◆ Challenge: Lay out every line of the listing below as a numbered list, leaving out blank lines and omitting the pictures.

▼▼▼

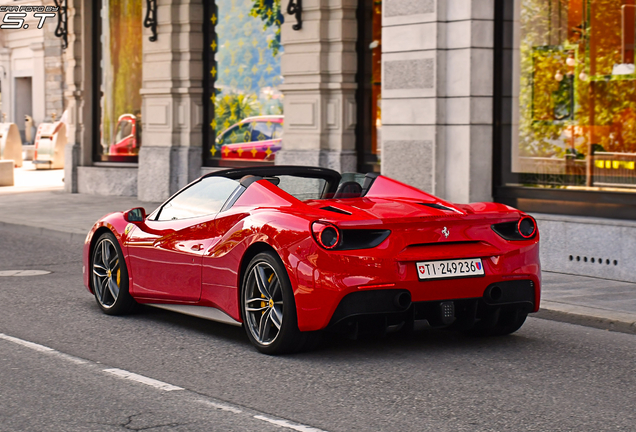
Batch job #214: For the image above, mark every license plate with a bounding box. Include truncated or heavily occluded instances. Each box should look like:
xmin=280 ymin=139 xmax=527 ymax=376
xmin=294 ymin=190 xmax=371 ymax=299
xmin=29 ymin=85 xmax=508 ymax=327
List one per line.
xmin=415 ymin=258 xmax=484 ymax=280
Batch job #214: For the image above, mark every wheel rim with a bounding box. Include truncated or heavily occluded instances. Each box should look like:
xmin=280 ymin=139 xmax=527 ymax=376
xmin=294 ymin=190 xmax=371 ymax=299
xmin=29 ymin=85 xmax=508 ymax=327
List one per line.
xmin=93 ymin=239 xmax=121 ymax=308
xmin=244 ymin=262 xmax=283 ymax=345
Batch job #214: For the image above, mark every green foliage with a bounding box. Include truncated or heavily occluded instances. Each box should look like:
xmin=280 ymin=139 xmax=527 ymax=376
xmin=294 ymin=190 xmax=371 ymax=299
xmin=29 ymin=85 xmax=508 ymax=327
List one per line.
xmin=518 ymin=0 xmax=636 ymax=158
xmin=250 ymin=0 xmax=285 ymax=56
xmin=214 ymin=93 xmax=260 ymax=130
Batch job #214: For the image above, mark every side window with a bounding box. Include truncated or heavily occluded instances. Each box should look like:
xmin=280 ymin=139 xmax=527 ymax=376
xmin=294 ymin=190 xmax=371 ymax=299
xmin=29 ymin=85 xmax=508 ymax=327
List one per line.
xmin=221 ymin=123 xmax=252 ymax=145
xmin=272 ymin=123 xmax=283 ymax=139
xmin=115 ymin=120 xmax=132 ymax=143
xmin=252 ymin=122 xmax=278 ymax=141
xmin=157 ymin=177 xmax=239 ymax=221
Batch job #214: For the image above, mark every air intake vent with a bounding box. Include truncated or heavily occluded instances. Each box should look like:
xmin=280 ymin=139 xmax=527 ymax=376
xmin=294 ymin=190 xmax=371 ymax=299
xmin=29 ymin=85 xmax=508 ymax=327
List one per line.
xmin=420 ymin=203 xmax=459 ymax=213
xmin=320 ymin=206 xmax=351 ymax=215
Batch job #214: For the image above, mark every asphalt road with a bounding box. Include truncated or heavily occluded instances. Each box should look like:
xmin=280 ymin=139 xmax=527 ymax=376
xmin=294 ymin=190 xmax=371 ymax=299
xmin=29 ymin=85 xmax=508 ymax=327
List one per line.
xmin=0 ymin=229 xmax=636 ymax=431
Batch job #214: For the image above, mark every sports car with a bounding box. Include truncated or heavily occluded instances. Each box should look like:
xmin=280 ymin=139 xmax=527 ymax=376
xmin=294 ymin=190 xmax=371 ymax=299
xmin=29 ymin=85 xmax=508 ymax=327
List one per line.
xmin=83 ymin=166 xmax=541 ymax=354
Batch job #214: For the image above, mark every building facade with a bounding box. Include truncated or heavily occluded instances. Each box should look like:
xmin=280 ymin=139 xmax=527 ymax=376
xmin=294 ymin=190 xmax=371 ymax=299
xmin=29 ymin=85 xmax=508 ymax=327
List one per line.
xmin=58 ymin=0 xmax=636 ymax=281
xmin=0 ymin=0 xmax=65 ymax=144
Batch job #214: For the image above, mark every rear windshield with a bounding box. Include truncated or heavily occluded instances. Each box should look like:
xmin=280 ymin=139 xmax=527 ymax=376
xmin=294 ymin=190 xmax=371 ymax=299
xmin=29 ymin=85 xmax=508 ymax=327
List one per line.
xmin=275 ymin=175 xmax=327 ymax=201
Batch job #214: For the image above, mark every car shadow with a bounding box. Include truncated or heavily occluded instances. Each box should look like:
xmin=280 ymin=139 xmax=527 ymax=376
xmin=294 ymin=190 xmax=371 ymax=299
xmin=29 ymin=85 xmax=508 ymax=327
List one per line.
xmin=110 ymin=305 xmax=539 ymax=361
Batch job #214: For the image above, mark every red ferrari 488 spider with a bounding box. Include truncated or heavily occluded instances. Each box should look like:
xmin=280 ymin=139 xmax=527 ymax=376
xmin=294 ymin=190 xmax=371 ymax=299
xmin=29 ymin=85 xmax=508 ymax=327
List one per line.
xmin=84 ymin=166 xmax=541 ymax=354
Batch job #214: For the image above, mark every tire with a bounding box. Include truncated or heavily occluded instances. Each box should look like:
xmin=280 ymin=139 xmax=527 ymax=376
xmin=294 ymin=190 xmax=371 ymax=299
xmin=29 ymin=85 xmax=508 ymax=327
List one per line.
xmin=241 ymin=252 xmax=305 ymax=355
xmin=464 ymin=309 xmax=528 ymax=337
xmin=90 ymin=232 xmax=137 ymax=315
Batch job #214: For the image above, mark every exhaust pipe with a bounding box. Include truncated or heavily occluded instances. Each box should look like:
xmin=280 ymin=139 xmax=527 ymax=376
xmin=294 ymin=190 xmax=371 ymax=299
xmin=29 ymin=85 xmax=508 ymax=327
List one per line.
xmin=393 ymin=291 xmax=411 ymax=310
xmin=486 ymin=285 xmax=503 ymax=302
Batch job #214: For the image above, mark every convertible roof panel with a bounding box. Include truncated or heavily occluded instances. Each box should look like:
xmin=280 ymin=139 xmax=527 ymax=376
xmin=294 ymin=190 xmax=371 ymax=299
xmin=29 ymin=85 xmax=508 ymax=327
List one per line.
xmin=203 ymin=165 xmax=342 ymax=185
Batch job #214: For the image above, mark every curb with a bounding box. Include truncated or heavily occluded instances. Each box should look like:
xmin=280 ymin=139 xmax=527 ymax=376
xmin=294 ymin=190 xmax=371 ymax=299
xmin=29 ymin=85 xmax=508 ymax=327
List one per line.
xmin=0 ymin=221 xmax=88 ymax=243
xmin=531 ymin=300 xmax=636 ymax=334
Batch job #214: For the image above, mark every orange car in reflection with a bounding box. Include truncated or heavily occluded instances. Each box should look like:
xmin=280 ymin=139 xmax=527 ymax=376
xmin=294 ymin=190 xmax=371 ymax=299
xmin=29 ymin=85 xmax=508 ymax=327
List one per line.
xmin=108 ymin=114 xmax=141 ymax=156
xmin=211 ymin=115 xmax=284 ymax=162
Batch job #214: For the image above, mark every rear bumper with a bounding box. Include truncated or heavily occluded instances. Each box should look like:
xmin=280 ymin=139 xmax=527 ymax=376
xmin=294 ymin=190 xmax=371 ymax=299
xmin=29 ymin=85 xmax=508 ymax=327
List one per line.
xmin=294 ymin=242 xmax=541 ymax=331
xmin=327 ymin=279 xmax=536 ymax=332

▲▲▲

◆ Exercise answer:
1. Batch job #214: For the image above, mark every license plate with a bounding box. Include truncated or heavily occluded instances. Each box should look like:
2. xmin=280 ymin=139 xmax=527 ymax=376
3. xmin=294 ymin=190 xmax=371 ymax=299
4. xmin=29 ymin=85 xmax=508 ymax=327
5. List one per line.
6. xmin=415 ymin=258 xmax=484 ymax=280
7. Batch job #214: For the image above, mark every wheel rim with a bounding box. Include truncated or heavily occluded instances. Each box should look like:
8. xmin=280 ymin=139 xmax=527 ymax=376
9. xmin=294 ymin=190 xmax=371 ymax=299
10. xmin=29 ymin=85 xmax=508 ymax=327
11. List one per line.
12. xmin=93 ymin=239 xmax=121 ymax=308
13. xmin=244 ymin=262 xmax=283 ymax=345
14. Batch job #214: For the image above, mark every green foliage with a bounding box. Include truncated or heavily occluded instances. Each box should look like:
15. xmin=280 ymin=139 xmax=527 ymax=376
16. xmin=294 ymin=190 xmax=371 ymax=299
17. xmin=29 ymin=85 xmax=508 ymax=327
18. List one per line.
19. xmin=518 ymin=0 xmax=636 ymax=158
20. xmin=250 ymin=0 xmax=285 ymax=56
21. xmin=214 ymin=93 xmax=260 ymax=130
22. Batch job #214: For the image above, mark every side window with a bounding box. Include truncated or heavily occluded instances. Each box should look like:
23. xmin=280 ymin=139 xmax=527 ymax=376
24. xmin=294 ymin=190 xmax=371 ymax=299
25. xmin=29 ymin=85 xmax=508 ymax=327
26. List one per line.
27. xmin=221 ymin=123 xmax=252 ymax=145
28. xmin=272 ymin=123 xmax=283 ymax=139
29. xmin=115 ymin=120 xmax=132 ymax=143
30. xmin=252 ymin=122 xmax=278 ymax=141
31. xmin=157 ymin=177 xmax=239 ymax=221
32. Batch job #214: For the image above, mark every air intake vent with a bounding box. Include truncated or heavily occluded instances. Each box should look like:
33. xmin=280 ymin=139 xmax=527 ymax=376
34. xmin=294 ymin=190 xmax=371 ymax=299
35. xmin=29 ymin=85 xmax=508 ymax=327
36. List one per line.
37. xmin=420 ymin=203 xmax=459 ymax=213
38. xmin=320 ymin=206 xmax=351 ymax=215
39. Batch job #214: For the image above, mark every asphalt road with a bounding box. Include truncated or heavily occluded instances. Each box should look like:
40. xmin=280 ymin=139 xmax=527 ymax=376
41. xmin=294 ymin=190 xmax=371 ymax=299
42. xmin=29 ymin=85 xmax=508 ymax=327
43. List one per line.
44. xmin=0 ymin=229 xmax=636 ymax=431
45. Batch job #214: For the image above, mark every sports car with a bounding box. Include truncated or heavily occluded instances. Each box should look like:
46. xmin=280 ymin=139 xmax=527 ymax=376
47. xmin=294 ymin=190 xmax=371 ymax=299
48. xmin=29 ymin=85 xmax=508 ymax=327
49. List one per line.
50. xmin=83 ymin=166 xmax=541 ymax=354
51. Batch job #214: For the image above, mark every building facade with a bounding box. Include truncated or heavily occluded instances. Each box should look like:
52. xmin=280 ymin=139 xmax=527 ymax=376
53. xmin=294 ymin=190 xmax=371 ymax=299
54. xmin=29 ymin=85 xmax=508 ymax=327
55. List one per line.
56. xmin=58 ymin=0 xmax=636 ymax=281
57. xmin=0 ymin=0 xmax=65 ymax=144
58. Batch job #214: For the image above, mark every rear windshield with a bounding box. Include truncated or heavily occluded instances. Each box should look like:
59. xmin=280 ymin=139 xmax=527 ymax=376
60. xmin=294 ymin=190 xmax=371 ymax=299
61. xmin=29 ymin=85 xmax=508 ymax=327
62. List one per line.
63. xmin=275 ymin=175 xmax=327 ymax=201
64. Batch job #214: For the image above, mark every car shadow with a bounding box. Include truncated or heavily occluded instances. Each box should look like:
65. xmin=280 ymin=139 xmax=527 ymax=376
66. xmin=294 ymin=190 xmax=371 ymax=299
67. xmin=29 ymin=85 xmax=508 ymax=327
68. List one per line.
69. xmin=110 ymin=305 xmax=539 ymax=361
70. Batch job #214: For the image above, mark every red ferrari 488 spider with a bounding box. Include truncated or heavily occluded instances. Each box should look like:
71. xmin=280 ymin=139 xmax=527 ymax=376
72. xmin=294 ymin=190 xmax=371 ymax=299
73. xmin=29 ymin=85 xmax=508 ymax=327
74. List one per line.
75. xmin=84 ymin=166 xmax=541 ymax=354
76. Batch job #214: For the image above, mark every tire with a bounding box. Include truncated or heavily occluded instances. Each box should look like:
77. xmin=280 ymin=139 xmax=527 ymax=376
78. xmin=294 ymin=190 xmax=371 ymax=299
79. xmin=29 ymin=85 xmax=508 ymax=327
80. List one per line.
81. xmin=241 ymin=252 xmax=305 ymax=355
82. xmin=464 ymin=309 xmax=528 ymax=337
83. xmin=90 ymin=232 xmax=137 ymax=315
84. Batch job #214: For the image above, mark every exhaust pipe with a bounding box. Include truncated or heavily occluded instances. Each box should look like:
85. xmin=280 ymin=139 xmax=527 ymax=376
86. xmin=294 ymin=190 xmax=371 ymax=299
87. xmin=29 ymin=85 xmax=508 ymax=327
88. List one per line.
89. xmin=393 ymin=291 xmax=411 ymax=310
90. xmin=486 ymin=285 xmax=503 ymax=302
91. Batch job #214: For the image above, mark every convertible roof panel with a bounding box. Include truncated or heavily occluded instances. Each box should look like:
92. xmin=280 ymin=139 xmax=527 ymax=376
93. xmin=294 ymin=190 xmax=371 ymax=299
94. xmin=29 ymin=85 xmax=508 ymax=327
95. List one per line.
96. xmin=203 ymin=165 xmax=342 ymax=185
97. Batch job #214: For the image above, mark every curb with a bounding box. Include truncated or heavily occluded instances. Each box should look like:
98. xmin=280 ymin=139 xmax=527 ymax=376
99. xmin=294 ymin=190 xmax=371 ymax=299
100. xmin=29 ymin=85 xmax=508 ymax=327
101. List one per line.
102. xmin=0 ymin=221 xmax=88 ymax=243
103. xmin=531 ymin=300 xmax=636 ymax=334
104. Batch job #214: For the image above, mark every orange car in reflection with a bounding box. Include truncated or heavily occluded instances. Each box should look like:
105. xmin=280 ymin=139 xmax=527 ymax=376
106. xmin=294 ymin=190 xmax=371 ymax=299
107. xmin=29 ymin=85 xmax=508 ymax=327
108. List one per line.
109. xmin=108 ymin=114 xmax=141 ymax=156
110. xmin=211 ymin=115 xmax=284 ymax=162
111. Batch job #214: For the image above, mark every rear bumper with a bounding box. Include truncated or heavily occluded instances. Each box should look like:
112. xmin=280 ymin=139 xmax=527 ymax=376
113. xmin=294 ymin=190 xmax=371 ymax=299
114. xmin=29 ymin=85 xmax=508 ymax=327
115. List one per line.
116. xmin=294 ymin=242 xmax=541 ymax=331
117. xmin=327 ymin=279 xmax=536 ymax=332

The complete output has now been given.